▶ _Required actions_:
1. In the page excerpt about wheelchair users and ride lines:
(a) How long is the Toy Story Mania wait given, and how soon do wheelchair users usually get on?
(b) What does the transfer process usually involve?
(c) Where is the car sent once it is loaded?
2. Can you repeat the part of the page excerpt about wheelchair users and ride lines that starts with "You get to skip" and goes on through "your hearts content."?

▶ _Page excerpt_:
You get to skip most of the lines.
That’s right, when there is a 90 minute wait for Toy Story Mania, wheelchair users roll happily past to a private loading area where they usually get on in less than 10 minutes. Want to know an even bigger secret? If there are no other chair users in line, Cast Members have been known to let you ride over and over to your hearts content.
Why?
The answer usually comes down to logistics and a little bit of sympathy. Most ride vehicles have to come to a complete stop and it takes quite a bit of extra time for a wheelchair user to transfer themselves. The process isn’t pretty and usually involves having a family member lift them into and off of the vehicle or completely strapping down the wheelchair. Instead of stopping the ride each time a chair user wants to load, making everyone in line miserable, they have a separate loading area. Once loaded they send the car into the regular track line, limiting any down time to the ride and the typical passenger experience. Most Cast Members who see what a family goes through to get their loved one on the ride are kind enough, if they can, to let them get a few chances at it while they are on.

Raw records
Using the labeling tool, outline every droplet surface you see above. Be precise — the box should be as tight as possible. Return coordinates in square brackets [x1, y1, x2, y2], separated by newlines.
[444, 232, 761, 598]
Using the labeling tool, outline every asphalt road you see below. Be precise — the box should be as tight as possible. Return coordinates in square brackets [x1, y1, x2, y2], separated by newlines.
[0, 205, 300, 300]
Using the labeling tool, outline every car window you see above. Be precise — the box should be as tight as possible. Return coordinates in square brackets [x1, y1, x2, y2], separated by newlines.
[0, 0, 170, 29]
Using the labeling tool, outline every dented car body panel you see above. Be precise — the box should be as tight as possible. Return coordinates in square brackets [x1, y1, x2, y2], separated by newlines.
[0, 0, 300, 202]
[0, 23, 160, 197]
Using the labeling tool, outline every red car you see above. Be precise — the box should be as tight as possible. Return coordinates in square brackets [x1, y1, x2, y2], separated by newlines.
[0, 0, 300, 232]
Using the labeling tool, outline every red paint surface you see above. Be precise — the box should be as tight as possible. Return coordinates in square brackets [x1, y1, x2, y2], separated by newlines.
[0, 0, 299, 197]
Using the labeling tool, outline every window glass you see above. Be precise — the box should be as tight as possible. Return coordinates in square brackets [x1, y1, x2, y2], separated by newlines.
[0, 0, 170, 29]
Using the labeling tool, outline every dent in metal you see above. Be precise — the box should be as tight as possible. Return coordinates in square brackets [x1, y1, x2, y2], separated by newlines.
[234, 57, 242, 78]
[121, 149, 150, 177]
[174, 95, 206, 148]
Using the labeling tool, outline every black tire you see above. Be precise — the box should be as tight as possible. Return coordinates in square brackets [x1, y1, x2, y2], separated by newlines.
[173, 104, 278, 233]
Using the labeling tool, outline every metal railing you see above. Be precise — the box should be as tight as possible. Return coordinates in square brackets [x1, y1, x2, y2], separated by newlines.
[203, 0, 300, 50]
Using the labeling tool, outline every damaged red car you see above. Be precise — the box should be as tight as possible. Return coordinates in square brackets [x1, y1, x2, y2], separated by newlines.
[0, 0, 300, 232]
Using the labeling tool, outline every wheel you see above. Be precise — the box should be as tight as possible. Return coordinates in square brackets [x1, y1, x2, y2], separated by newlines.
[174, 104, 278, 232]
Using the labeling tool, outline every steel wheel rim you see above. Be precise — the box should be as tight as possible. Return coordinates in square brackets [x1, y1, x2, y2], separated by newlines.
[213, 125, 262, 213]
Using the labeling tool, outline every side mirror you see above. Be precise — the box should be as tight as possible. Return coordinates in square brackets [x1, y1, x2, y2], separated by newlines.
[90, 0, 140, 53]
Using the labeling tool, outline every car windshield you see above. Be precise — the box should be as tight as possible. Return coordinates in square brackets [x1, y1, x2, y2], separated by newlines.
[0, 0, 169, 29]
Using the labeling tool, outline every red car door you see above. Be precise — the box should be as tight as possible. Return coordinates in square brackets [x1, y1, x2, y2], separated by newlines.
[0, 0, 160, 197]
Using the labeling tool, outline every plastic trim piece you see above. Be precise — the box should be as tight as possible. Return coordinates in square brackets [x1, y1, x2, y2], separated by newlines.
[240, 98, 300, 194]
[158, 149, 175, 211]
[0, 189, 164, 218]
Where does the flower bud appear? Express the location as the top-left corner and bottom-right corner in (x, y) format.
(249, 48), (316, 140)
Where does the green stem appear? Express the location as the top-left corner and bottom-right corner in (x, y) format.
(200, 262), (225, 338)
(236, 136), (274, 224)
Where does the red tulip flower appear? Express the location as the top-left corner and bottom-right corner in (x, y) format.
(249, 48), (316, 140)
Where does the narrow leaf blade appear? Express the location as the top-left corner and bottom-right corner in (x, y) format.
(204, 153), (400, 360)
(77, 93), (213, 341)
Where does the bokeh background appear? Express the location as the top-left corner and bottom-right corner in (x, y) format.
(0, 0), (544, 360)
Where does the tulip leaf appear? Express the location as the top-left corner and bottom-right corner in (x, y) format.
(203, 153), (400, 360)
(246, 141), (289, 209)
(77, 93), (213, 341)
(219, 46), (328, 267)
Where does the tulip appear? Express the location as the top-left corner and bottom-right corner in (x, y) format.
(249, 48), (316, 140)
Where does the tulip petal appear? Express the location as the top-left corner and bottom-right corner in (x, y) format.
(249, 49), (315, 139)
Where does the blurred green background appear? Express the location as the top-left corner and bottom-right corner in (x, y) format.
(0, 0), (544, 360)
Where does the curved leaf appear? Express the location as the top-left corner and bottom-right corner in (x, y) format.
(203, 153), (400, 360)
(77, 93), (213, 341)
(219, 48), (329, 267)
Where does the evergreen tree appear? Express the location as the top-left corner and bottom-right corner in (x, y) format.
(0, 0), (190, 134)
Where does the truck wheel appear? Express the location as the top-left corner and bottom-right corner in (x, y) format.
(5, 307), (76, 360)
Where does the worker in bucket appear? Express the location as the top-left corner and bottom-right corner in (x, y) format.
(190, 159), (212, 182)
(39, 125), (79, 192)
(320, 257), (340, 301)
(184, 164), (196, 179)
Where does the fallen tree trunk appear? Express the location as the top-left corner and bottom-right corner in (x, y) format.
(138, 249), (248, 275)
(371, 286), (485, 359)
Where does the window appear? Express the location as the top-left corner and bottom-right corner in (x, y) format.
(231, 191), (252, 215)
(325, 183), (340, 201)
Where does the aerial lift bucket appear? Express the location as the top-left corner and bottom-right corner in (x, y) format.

▶ _Task answers_:
1.
(a) The wait is 90 minutes, and wheelchair users usually get on in less than 10 minutes.
(b) It usually involves a family member lifting them into and off of the vehicle, or completely strapping down the wheelchair.
(c) It is sent into the regular track line.

2.
You get to skip most of the lines.
That’s right, when there is a 90 minute wait for Toy Story Mania, wheelchair users roll happily past to a private loading area where they usually get on in less than 10 minutes. Want to know an even bigger secret? If there are no other chair users in line, Cast Members have been known to let you ride over and over to your hearts content.